2. Knit fabric according to claim 1, wherein the yarn contains at least 10 % lyocell
filaments.
3. Knit fabric according to claim 1 or 2, wherein the yarn has at least 2000 TPM.
4. Knit fabric according to any one of claims 1 to 3, wherein the combined shrinkage
of the knit fabric after one washing and/or after five washings is less than 10 %.
5. Knit fabric according to claim 4, wherein the combined shrinkage of the knit fabric
after one washing and/or after five washings is less than 5 %.
6. Knit fabric according to any one of claims 1 to 5, wherein the spirality over 50 cm
is less than 20 mm after one washing and/or less than 25 mm after five washings.
7. Knit fabric according to any one of claims 1 to 6, wherein the hairiness of the knit
fabric has a grade not worse than 3 in the original state and/or after one washing.
8. Knit fabric according to any one of claims 1 to 7, wherein the knit fabric has a grade
of not worse than 4 in a Martindale pilling test after 1000 and/or 2000 cycles and/or
not worse than 3.5 after 5000 cycles in the original state and/or after five washings.
9. Knit fabric according to any one of claims 1 to 8, wherein the knit fabric scores
at least 40000 cycles no destruction and/or to hole formation in a Martindale abrasion
test.
10. Knit fabric according to any one of claims 1 to 9, wherein the fabric is dyed with
at least one of a reactive, vat, sulphur and direct dye.
11. Knit fabric according to claim 10, wherein the dye used is at least one of a bifunctional
and a multifunctional dyestuff, and wherein the cellulose in the yarn is cross-linked.
12. Knit fabric according to any one of claims 1 to 11, wherein the fabric is resin finished.
13. Knit fabric according to any one of claims 1 to 12, wherein the fabric is a peach
skin fabric.
14. Textile article, such as a garment, containing a knit fabric according to any one
of claims 1 to 13.
15. Use of a yarn containing or consisting of lyocell filaments in a knit fabric.

■ **Data extract**
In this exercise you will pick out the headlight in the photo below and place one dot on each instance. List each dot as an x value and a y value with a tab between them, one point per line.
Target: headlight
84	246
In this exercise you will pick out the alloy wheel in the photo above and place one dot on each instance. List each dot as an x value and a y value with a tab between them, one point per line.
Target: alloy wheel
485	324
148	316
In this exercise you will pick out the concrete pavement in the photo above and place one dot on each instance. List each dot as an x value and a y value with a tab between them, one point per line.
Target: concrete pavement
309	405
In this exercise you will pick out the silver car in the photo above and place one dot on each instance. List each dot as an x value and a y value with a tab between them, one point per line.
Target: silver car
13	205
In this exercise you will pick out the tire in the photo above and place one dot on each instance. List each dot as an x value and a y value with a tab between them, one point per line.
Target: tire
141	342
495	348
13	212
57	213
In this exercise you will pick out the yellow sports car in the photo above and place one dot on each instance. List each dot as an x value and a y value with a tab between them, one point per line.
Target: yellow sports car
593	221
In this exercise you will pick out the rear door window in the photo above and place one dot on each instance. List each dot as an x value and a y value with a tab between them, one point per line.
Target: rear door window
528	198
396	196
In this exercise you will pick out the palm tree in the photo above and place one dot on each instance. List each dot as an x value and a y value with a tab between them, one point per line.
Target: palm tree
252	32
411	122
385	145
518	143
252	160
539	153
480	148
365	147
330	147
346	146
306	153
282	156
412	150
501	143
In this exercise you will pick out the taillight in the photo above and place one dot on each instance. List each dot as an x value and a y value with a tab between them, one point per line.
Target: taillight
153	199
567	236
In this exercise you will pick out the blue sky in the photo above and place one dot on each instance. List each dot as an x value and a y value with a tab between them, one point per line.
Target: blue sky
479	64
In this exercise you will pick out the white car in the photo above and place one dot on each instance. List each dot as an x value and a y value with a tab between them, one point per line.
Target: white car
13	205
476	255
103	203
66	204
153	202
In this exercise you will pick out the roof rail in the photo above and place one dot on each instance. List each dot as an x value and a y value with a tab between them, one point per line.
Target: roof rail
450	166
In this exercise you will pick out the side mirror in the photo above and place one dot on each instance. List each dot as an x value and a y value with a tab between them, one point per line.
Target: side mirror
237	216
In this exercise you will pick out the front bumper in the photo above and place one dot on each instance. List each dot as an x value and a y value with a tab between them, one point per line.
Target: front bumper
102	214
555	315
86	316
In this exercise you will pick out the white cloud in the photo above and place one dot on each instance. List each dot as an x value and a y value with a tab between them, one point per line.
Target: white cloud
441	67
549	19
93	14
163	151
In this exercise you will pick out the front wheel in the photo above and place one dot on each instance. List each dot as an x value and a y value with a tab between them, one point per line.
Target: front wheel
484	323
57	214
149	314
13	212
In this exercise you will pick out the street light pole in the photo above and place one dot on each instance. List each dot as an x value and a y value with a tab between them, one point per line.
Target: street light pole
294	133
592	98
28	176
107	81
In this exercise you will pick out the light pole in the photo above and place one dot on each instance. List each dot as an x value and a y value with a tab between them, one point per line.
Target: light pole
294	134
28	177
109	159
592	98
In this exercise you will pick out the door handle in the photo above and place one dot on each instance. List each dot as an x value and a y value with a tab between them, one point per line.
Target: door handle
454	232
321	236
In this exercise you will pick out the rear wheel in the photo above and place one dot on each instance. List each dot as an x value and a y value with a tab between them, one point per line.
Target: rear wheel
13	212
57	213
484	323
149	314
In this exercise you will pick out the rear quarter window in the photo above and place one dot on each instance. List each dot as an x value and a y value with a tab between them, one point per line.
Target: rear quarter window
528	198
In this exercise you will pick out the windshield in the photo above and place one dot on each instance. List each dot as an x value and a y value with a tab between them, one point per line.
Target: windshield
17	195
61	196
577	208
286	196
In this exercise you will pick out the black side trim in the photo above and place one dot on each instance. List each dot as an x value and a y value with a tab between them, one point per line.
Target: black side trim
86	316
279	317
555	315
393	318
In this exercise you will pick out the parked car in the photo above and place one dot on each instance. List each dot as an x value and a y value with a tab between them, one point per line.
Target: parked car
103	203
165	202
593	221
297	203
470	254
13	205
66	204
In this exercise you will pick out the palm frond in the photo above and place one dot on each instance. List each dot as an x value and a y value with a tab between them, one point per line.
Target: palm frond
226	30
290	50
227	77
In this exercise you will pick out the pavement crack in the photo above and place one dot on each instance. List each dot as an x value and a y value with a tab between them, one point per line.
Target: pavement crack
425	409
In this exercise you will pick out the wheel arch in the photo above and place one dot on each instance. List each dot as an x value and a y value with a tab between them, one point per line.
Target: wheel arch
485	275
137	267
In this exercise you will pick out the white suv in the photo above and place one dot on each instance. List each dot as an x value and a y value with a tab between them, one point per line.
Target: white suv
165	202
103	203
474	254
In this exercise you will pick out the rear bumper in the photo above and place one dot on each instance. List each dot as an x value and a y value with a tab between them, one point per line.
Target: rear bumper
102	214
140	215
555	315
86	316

■ **Task A**
In the knit fabric claims, what spirality over 50 cm does claim 6 allow after five washings?
■ **Task B**
Output the section of the knit fabric claims starting with "9. Knit fabric" and going on through "is resin finished.".

■ **Exercise answer A**
Less than 25 mm.

■ **Exercise answer B**
9. Knit fabric according to any one of claims 1 to 8, wherein the knit fabric scores
at least 40000 cycles no destruction and/or to hole formation in a Martindale abrasion
test.
10. Knit fabric according to any one of claims 1 to 9, wherein the fabric is dyed with
at least one of a reactive, vat, sulphur and direct dye.
11. Knit fabric according to claim 10, wherein the dye used is at least one of a bifunctional
and a multifunctional dyestuff, and wherein the cellulose in the yarn is cross-linked.
12. Knit fabric according to any one of claims 1 to 11, wherein the fabric is resin finished.